WHAT IS NEEDED ::
Retype each record shown below, leaving every character as it is.

LISTED RECORDS ::
·····
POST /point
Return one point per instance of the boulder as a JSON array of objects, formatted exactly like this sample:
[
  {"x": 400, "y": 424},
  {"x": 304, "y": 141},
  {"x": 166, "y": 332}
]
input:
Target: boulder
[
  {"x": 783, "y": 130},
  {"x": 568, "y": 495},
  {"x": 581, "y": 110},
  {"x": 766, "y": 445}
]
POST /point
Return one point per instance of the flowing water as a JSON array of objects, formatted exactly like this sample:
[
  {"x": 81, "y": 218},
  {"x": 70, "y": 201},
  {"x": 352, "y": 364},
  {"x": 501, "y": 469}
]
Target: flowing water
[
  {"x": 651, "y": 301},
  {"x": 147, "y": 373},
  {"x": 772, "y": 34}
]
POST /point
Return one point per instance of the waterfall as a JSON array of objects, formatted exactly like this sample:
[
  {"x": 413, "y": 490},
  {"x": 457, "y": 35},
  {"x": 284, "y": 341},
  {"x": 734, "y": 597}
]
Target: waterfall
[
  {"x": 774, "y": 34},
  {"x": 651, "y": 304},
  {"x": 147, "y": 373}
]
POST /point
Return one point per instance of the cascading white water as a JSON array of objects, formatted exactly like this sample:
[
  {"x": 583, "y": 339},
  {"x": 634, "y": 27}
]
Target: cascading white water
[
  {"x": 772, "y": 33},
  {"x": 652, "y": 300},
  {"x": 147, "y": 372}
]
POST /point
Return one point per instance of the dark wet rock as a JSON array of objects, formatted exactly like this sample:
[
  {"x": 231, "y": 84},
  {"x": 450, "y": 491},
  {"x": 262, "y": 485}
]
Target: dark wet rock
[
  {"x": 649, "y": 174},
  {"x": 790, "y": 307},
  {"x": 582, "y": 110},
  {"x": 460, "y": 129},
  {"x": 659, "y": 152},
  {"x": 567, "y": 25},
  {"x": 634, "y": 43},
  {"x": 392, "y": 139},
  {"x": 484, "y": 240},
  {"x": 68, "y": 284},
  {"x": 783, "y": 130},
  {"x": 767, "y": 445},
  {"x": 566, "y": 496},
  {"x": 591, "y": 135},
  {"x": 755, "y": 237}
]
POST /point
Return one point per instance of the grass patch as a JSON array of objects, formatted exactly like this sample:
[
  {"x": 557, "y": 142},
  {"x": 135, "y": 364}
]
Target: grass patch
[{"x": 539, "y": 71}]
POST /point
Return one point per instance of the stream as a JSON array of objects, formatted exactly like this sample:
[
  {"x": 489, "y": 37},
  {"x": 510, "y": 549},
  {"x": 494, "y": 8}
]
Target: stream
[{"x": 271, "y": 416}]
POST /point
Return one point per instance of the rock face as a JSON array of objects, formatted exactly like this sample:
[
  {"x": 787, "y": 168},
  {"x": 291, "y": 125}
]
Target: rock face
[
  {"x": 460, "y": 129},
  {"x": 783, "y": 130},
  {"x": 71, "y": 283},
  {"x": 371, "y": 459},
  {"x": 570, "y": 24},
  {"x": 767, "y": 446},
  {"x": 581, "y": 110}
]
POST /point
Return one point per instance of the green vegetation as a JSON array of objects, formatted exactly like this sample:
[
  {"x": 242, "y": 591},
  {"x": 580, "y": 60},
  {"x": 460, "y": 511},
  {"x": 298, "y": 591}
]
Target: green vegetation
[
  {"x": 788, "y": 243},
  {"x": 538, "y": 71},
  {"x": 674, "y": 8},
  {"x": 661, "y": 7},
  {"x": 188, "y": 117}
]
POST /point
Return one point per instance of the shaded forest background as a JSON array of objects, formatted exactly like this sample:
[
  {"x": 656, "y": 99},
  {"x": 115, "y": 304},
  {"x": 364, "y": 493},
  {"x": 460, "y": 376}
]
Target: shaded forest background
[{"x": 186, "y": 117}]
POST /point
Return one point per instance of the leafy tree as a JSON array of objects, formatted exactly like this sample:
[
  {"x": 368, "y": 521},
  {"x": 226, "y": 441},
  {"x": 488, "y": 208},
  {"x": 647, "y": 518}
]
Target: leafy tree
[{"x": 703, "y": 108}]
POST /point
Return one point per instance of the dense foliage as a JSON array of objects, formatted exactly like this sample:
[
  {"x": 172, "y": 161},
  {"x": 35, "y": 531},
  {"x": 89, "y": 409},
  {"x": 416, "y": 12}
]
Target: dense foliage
·····
SOLUTION FOR THIS TASK ::
POST /point
Return one point per instance of the boulder as a JSON array of objects, formatted exactly like this sample:
[
  {"x": 400, "y": 424},
  {"x": 304, "y": 141},
  {"x": 166, "y": 332}
]
input:
Target: boulder
[
  {"x": 783, "y": 130},
  {"x": 568, "y": 495},
  {"x": 581, "y": 110},
  {"x": 766, "y": 445}
]
POST /point
Return one point per instance of the flowing water as a JSON array of objects, formatted exactly like this sample:
[
  {"x": 81, "y": 218},
  {"x": 70, "y": 201},
  {"x": 352, "y": 364},
  {"x": 501, "y": 469}
]
Target: flowing water
[
  {"x": 651, "y": 301},
  {"x": 147, "y": 373},
  {"x": 772, "y": 34}
]
POST /point
Return one point per instance of the waterfall as a JSON array of objects, formatted exactly like this sample:
[
  {"x": 413, "y": 490},
  {"x": 457, "y": 35},
  {"x": 284, "y": 341},
  {"x": 734, "y": 597}
]
Target: waterfall
[
  {"x": 774, "y": 34},
  {"x": 651, "y": 304},
  {"x": 147, "y": 373}
]
POST /point
Return one point per instance of the cascading white water as a JSON array of objects, formatted exactly like this sample:
[
  {"x": 583, "y": 339},
  {"x": 634, "y": 27}
]
Target: cascading white water
[
  {"x": 772, "y": 33},
  {"x": 652, "y": 300},
  {"x": 147, "y": 372}
]
POST /point
Return one point per instance of the dark wet rock as a JSON array of objects, formatted exactly like this sample:
[
  {"x": 231, "y": 84},
  {"x": 450, "y": 491},
  {"x": 262, "y": 485}
]
Target: dark wet rock
[
  {"x": 649, "y": 174},
  {"x": 790, "y": 307},
  {"x": 582, "y": 110},
  {"x": 460, "y": 129},
  {"x": 659, "y": 152},
  {"x": 567, "y": 25},
  {"x": 634, "y": 43},
  {"x": 392, "y": 139},
  {"x": 484, "y": 240},
  {"x": 68, "y": 284},
  {"x": 783, "y": 130},
  {"x": 767, "y": 445},
  {"x": 566, "y": 496},
  {"x": 591, "y": 135},
  {"x": 755, "y": 237}
]
POST /point
Return one point per instance of the grass patch as a JSON array of objects, formatted exactly like this sample:
[
  {"x": 557, "y": 142},
  {"x": 135, "y": 364}
]
Target: grass patch
[{"x": 539, "y": 71}]
POST /point
Return one point per instance of the stream as a JSON array of objects, formatted exactly like this sample:
[
  {"x": 489, "y": 37},
  {"x": 510, "y": 549},
  {"x": 494, "y": 8}
]
Target: stream
[{"x": 271, "y": 416}]
POST /point
Return one point per instance of the rock face as a JSON array of objects, formatted exactly like this sample:
[
  {"x": 787, "y": 168},
  {"x": 291, "y": 125}
]
Target: rock face
[
  {"x": 460, "y": 129},
  {"x": 783, "y": 130},
  {"x": 71, "y": 283},
  {"x": 371, "y": 459},
  {"x": 570, "y": 24},
  {"x": 767, "y": 446},
  {"x": 581, "y": 110}
]
POST /point
Return one point per instance of the green vegetation as a JSON array of objects, formatted exactly like this sample:
[
  {"x": 242, "y": 591},
  {"x": 580, "y": 60},
  {"x": 460, "y": 511},
  {"x": 298, "y": 591}
]
Target: green vegetation
[
  {"x": 788, "y": 243},
  {"x": 538, "y": 71},
  {"x": 674, "y": 8},
  {"x": 661, "y": 7},
  {"x": 188, "y": 117}
]
POST /point
Return one point per instance of the shaded forest background as a JSON array of objects, formatted exactly like this sample:
[
  {"x": 656, "y": 99},
  {"x": 115, "y": 304},
  {"x": 364, "y": 493},
  {"x": 460, "y": 376}
]
Target: shaded forest background
[{"x": 186, "y": 117}]
POST /point
Return one point per instance of the leafy tree as a JSON array of objects, formatted exactly like this sample:
[
  {"x": 368, "y": 521},
  {"x": 226, "y": 441},
  {"x": 488, "y": 208},
  {"x": 647, "y": 518}
]
Target: leafy tree
[{"x": 703, "y": 108}]
POST /point
Return one point per instance of the dense foliage as a JSON array of objects, formatted exactly like this sample:
[
  {"x": 172, "y": 161},
  {"x": 35, "y": 531},
  {"x": 89, "y": 409},
  {"x": 416, "y": 12}
]
Target: dense foliage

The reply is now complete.